Search the entries for the word "below". Copy every line where it turns up.

(INPUT DATA)

-.-.-

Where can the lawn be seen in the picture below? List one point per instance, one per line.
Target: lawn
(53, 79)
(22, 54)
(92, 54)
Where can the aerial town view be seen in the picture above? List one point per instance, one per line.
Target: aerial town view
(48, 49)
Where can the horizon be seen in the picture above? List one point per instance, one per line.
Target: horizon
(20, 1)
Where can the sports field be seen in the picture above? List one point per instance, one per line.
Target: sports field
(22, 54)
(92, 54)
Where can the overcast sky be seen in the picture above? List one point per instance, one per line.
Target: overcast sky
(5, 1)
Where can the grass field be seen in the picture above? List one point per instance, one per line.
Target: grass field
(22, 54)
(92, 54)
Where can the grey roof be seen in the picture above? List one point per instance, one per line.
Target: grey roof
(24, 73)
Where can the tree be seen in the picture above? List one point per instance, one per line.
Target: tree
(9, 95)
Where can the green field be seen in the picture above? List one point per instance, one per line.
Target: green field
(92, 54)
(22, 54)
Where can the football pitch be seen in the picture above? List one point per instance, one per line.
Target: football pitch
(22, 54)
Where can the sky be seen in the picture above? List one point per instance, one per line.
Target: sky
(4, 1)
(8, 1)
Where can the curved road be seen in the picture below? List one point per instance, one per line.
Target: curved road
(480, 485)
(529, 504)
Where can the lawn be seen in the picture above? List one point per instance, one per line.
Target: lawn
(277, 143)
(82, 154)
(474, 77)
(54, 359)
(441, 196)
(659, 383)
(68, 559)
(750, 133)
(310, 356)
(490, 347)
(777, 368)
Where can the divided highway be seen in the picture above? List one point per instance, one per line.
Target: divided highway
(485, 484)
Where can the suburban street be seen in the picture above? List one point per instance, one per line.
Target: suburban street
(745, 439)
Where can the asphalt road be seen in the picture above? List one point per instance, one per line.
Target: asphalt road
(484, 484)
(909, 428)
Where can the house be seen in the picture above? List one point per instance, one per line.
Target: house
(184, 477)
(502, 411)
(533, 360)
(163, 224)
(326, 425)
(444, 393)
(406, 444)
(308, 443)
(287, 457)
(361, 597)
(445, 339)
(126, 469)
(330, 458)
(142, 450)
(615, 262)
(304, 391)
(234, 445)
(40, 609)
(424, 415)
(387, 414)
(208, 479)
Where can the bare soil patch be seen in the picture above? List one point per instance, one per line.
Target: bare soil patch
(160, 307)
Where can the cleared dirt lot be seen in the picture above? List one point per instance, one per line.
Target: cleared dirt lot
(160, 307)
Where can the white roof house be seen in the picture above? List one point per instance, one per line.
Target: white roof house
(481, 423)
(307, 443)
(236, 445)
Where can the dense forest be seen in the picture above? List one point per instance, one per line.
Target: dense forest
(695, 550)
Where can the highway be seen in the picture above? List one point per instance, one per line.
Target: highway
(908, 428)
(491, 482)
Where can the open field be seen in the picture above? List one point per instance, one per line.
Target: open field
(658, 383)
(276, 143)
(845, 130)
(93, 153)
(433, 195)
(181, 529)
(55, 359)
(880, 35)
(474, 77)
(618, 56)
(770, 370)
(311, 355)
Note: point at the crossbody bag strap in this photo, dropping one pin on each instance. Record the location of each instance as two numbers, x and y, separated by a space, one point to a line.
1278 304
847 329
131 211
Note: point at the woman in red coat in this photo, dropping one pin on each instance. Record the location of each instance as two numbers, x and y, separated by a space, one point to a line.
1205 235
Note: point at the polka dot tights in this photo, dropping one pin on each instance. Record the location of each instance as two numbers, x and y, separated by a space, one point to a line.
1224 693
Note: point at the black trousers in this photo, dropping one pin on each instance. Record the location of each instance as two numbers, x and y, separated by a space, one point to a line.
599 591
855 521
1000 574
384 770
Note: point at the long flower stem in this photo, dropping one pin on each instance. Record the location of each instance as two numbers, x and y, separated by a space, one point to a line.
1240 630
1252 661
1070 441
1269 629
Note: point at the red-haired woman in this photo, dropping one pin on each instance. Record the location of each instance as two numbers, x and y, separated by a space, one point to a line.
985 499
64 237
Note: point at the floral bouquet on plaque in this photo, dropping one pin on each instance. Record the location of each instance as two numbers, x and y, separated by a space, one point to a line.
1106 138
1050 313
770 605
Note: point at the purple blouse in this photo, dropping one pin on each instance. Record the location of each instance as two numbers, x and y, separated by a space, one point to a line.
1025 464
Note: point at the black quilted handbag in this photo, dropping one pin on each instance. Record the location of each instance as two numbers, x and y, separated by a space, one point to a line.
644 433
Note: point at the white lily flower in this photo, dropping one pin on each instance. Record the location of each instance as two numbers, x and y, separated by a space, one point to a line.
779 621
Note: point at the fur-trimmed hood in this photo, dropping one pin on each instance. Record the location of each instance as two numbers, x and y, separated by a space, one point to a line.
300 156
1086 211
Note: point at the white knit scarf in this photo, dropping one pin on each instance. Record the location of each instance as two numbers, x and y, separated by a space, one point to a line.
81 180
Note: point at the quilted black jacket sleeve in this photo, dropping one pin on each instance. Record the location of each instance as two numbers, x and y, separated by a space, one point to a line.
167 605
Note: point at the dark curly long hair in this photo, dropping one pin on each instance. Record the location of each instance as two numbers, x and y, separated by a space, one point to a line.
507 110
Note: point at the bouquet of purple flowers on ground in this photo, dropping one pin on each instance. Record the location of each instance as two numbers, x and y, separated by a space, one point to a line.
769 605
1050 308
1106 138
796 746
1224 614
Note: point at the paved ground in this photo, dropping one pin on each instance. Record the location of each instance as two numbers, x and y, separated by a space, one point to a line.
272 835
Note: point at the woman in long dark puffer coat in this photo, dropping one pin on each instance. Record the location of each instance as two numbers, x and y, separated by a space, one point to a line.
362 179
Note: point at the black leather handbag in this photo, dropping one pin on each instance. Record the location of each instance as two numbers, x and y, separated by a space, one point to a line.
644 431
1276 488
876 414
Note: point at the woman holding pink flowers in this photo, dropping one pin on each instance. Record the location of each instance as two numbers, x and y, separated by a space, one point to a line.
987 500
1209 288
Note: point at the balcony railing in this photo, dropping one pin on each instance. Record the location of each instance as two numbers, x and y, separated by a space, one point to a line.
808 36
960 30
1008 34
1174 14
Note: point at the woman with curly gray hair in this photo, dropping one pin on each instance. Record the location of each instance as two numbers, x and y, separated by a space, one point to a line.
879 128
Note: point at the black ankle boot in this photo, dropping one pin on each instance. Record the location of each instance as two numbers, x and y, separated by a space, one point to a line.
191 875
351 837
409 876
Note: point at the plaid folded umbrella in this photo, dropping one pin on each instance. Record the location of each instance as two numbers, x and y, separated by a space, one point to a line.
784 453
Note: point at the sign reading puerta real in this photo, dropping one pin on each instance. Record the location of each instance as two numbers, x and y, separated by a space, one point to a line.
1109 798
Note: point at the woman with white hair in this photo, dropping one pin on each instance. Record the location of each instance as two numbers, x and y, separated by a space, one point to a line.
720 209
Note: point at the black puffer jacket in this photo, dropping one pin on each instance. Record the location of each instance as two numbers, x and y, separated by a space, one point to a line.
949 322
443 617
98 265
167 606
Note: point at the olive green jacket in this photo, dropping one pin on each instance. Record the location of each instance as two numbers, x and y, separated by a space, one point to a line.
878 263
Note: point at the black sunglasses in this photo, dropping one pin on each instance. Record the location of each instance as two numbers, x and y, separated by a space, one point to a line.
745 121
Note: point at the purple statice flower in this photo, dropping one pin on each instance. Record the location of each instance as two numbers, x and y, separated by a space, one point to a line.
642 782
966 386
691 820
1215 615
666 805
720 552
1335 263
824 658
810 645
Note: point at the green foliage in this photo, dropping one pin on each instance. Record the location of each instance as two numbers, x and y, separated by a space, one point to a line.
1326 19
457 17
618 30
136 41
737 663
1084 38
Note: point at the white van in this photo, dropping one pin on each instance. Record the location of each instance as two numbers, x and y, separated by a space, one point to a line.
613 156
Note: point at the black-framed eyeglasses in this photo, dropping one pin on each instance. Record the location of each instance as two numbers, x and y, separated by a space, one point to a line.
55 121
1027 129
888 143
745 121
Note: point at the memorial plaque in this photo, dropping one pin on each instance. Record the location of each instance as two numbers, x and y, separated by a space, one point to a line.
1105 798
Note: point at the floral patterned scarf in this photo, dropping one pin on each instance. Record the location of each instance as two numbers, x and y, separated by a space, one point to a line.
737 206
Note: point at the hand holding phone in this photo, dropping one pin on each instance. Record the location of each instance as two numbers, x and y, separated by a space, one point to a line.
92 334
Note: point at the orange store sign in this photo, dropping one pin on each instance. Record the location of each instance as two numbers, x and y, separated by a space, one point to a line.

-.-.-

(ANSWER TO THE EXERCISE)
Where can the lawn be seen in the picture below? List one point per instance, one per line.
Where can the curved road be seen in the picture below? List one point per instance, one per line.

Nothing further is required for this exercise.